_原文_.
_ _ _ _ _
再び人間の細分化について・・・
ギリシア悲劇、ソポクレスの『オイディプス王』(藤沢令夫訳)を再読していて、
そのまえがきに、感銘を受け、共感をした一節がありました。
(前略)しかしながら他方、このような「哲学」とか「文学」とかいった区別は、われわれの限界狭小(スミークロギアー)がこしらえあげたものであり、こんにちのわれわれにおける、経験そのものの分裂を意味しているとも言えよう。ソポクレスにせよ、プラトンにせよ、ヨーロッパの古典的世界における第一級の精神家にとって、このような経験の分裂ほど無縁なものはなかった。(後略)
(注)ソポクレスは劇作家、プラトンは哲学者
時を同じくして読んでいた17世紀フランスのモリエールの戯曲に、やはりギリシアの名医、ヒポクラテスの以下の言葉が引用されていました。ぼくにとっては、重要なシンクロニシティー(偶然の一致)でした。
_ _ _ _ _
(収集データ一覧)

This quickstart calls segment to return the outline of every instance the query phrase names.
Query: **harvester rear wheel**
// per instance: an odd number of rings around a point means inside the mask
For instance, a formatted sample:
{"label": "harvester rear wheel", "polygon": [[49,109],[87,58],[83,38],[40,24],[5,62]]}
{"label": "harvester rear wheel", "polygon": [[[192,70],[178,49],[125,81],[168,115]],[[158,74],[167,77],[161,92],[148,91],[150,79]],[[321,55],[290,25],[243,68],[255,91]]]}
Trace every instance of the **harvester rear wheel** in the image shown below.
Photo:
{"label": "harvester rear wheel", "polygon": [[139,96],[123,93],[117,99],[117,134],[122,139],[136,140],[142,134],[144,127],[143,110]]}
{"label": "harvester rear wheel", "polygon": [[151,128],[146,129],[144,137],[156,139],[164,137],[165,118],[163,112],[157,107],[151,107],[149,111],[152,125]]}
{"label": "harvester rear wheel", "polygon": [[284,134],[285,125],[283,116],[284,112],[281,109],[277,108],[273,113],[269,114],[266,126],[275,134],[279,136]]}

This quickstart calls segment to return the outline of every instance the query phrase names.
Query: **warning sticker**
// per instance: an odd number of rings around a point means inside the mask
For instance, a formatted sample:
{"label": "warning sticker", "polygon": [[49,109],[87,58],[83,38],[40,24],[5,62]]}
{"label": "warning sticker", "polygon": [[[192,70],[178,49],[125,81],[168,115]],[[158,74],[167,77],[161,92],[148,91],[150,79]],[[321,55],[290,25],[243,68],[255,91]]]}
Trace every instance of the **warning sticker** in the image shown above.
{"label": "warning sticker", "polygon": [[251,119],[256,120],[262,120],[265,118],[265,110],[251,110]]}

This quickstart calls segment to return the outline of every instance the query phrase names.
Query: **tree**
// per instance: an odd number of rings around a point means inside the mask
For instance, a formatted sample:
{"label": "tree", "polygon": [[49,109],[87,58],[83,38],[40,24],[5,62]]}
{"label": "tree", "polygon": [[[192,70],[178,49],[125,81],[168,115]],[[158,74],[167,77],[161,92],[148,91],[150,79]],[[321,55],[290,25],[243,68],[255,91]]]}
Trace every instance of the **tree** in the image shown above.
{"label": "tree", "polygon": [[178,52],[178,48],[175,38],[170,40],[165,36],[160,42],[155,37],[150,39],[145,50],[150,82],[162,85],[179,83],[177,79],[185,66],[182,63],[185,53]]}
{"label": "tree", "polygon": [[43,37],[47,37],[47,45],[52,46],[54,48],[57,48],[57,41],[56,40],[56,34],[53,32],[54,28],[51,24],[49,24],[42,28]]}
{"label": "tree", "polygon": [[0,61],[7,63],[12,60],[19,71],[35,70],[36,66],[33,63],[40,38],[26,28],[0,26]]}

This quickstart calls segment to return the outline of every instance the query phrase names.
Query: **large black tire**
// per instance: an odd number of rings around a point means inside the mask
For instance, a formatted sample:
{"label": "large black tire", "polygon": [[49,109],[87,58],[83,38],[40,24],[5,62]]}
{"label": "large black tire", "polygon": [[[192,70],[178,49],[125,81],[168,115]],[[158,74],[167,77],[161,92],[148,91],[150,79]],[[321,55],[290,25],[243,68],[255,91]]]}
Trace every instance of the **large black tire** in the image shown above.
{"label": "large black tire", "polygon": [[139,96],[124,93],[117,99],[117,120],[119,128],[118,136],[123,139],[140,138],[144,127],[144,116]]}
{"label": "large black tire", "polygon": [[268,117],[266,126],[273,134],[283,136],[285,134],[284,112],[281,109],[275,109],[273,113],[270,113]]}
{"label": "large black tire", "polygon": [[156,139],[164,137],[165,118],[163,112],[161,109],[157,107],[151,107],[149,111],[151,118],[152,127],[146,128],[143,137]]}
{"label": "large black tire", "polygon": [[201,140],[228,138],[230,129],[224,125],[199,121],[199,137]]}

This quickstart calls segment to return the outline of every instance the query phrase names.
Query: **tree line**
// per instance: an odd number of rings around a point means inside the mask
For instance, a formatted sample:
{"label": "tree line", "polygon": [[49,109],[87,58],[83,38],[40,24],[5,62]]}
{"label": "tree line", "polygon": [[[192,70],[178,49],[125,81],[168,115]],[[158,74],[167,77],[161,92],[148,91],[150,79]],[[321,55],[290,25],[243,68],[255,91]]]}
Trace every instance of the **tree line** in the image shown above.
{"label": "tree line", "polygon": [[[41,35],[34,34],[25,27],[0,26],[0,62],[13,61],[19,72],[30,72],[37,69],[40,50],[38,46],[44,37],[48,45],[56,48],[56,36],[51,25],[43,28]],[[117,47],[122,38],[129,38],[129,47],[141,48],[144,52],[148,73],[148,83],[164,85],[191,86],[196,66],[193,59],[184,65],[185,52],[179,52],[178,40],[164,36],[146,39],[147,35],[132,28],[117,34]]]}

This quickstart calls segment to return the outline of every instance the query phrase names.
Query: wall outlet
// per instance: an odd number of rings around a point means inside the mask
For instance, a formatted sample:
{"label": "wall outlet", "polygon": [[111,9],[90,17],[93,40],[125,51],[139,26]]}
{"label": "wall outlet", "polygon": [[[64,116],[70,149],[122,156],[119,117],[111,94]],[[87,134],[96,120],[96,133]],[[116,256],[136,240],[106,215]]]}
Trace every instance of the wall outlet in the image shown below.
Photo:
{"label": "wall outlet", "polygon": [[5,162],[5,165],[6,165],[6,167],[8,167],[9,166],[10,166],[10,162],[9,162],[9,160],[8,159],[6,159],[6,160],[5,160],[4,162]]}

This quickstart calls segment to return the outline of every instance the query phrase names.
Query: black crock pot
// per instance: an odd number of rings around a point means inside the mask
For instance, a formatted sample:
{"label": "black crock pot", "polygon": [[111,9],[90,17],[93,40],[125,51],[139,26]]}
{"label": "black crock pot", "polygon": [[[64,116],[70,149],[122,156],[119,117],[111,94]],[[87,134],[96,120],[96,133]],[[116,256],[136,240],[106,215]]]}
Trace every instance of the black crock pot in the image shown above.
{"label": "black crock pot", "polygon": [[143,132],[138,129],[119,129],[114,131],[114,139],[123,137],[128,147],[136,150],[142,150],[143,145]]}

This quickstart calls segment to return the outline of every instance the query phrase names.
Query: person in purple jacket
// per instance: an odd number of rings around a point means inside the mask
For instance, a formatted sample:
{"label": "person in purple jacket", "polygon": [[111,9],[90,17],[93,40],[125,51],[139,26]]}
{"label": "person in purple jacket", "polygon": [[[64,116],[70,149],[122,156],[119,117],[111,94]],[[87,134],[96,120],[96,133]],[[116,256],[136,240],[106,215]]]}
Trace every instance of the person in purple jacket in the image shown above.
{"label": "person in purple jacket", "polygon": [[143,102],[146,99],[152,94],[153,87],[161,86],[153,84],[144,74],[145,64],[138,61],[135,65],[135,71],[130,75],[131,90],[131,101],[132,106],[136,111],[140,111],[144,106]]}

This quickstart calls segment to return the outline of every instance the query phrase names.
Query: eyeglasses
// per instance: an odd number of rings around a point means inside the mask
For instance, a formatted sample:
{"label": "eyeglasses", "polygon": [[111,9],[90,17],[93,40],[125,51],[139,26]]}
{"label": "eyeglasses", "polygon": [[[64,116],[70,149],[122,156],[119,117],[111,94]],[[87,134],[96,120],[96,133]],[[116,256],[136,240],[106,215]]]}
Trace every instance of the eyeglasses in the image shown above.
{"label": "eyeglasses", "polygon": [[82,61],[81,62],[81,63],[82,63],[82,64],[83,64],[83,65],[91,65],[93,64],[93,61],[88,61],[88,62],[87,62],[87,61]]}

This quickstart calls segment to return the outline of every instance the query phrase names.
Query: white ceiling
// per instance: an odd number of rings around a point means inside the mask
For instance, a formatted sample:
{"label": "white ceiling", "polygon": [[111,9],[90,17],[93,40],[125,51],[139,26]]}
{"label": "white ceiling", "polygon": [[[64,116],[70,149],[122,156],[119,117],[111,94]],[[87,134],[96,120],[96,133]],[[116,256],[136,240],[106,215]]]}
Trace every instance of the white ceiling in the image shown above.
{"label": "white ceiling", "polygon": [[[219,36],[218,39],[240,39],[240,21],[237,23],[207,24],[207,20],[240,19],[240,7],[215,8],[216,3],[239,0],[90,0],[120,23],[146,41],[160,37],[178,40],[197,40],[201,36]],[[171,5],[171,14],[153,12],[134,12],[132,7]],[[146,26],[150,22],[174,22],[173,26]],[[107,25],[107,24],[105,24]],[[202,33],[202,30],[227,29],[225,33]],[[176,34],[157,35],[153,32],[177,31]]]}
_ _ _ _ _
_課題一覧_.
**A.** 原文において、筆者が再読していた『オイディプス王』は誰の訳によるものですか。
**B.** 原文に名前が登場する人物をすべて挙げてください。
**C.** 原文のうち、「再び人間の細分化について・・・」から「縁なものはなかった。(後略)」までの部分を一字一句違えずに出力してください。

_課題の解答_.
**A.** 藤沢令夫の訳です。

**B.** ソポクレス、藤沢令夫、プラトン、モリエール、ヒポクラテス

**C.**
再び人間の細分化について・・・
ギリシア悲劇、ソポクレスの『オイディプス王』(藤沢令夫訳)を再読していて、
そのまえがきに、感銘を受け、共感をした一節がありました。
(前略)しかしながら他方、このような「哲学」とか「文学」とかいった区別は、われわれの限界狭小(スミークロギアー)がこしらえあげたものであり、こんにちのわれわれにおける、経験そのものの分裂を意味しているとも言えよう。ソポクレスにせよ、プラトンにせよ、ヨーロッパの古典的世界における第一級の精神家にとって、このような経験の分裂ほど無縁なものはなかった。(後略)